[EXTRACTED RECORDS — start]

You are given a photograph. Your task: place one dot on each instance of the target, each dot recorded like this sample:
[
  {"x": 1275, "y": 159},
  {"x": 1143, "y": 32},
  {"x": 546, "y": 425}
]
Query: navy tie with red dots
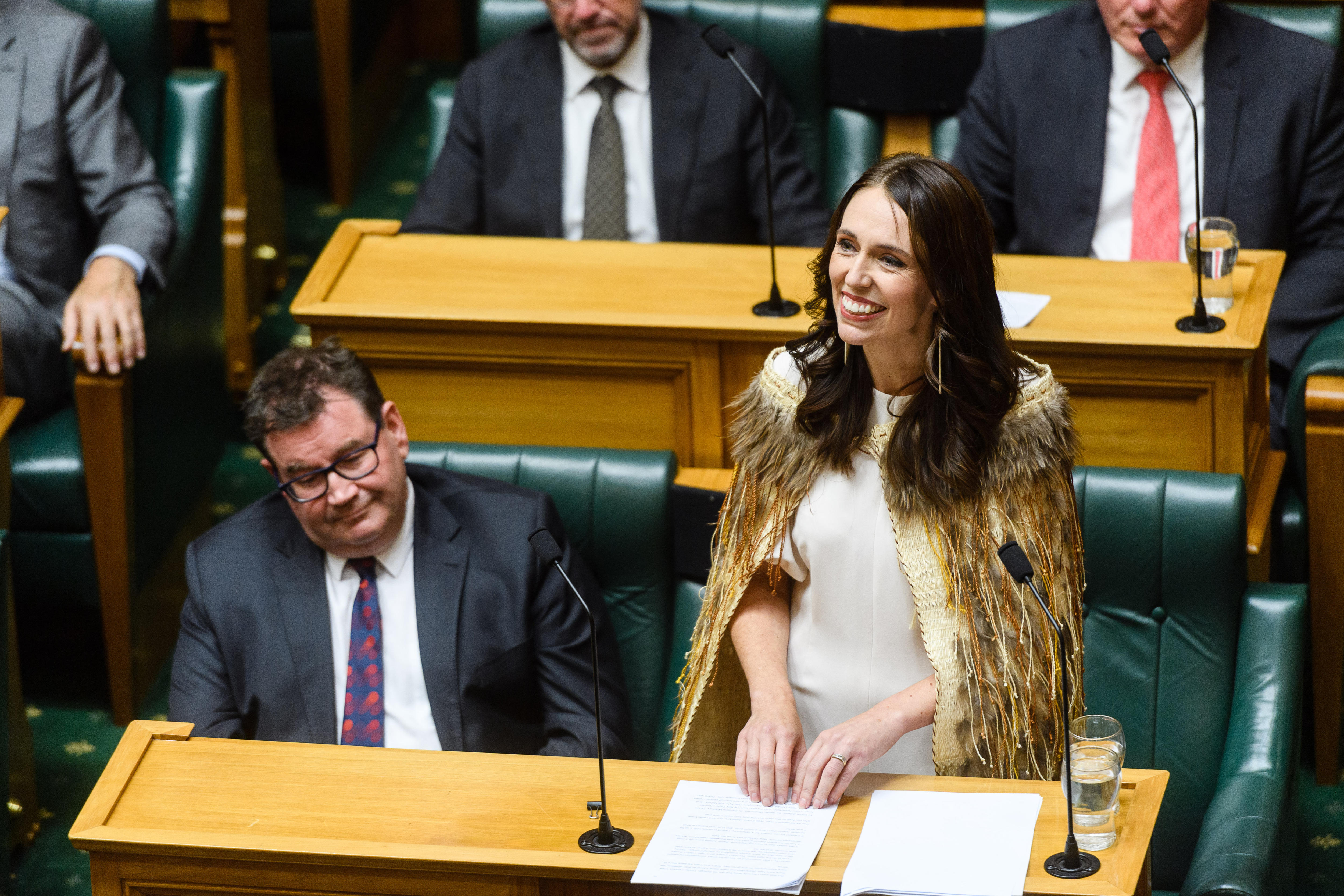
[{"x": 363, "y": 723}]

[EXTRACTED RECORDS — finish]

## EXERCISE DETAILS
For this exercise, return the records above in full and exactly, omitting the images.

## RESPONSE FOR THIS EXERCISE
You are given a photograph. Your task: place one dot on each instance of the target, each dot recorded like this sample:
[
  {"x": 1275, "y": 159},
  {"x": 1143, "y": 32},
  {"x": 546, "y": 425}
]
Query: navy tie with red dots
[{"x": 363, "y": 723}]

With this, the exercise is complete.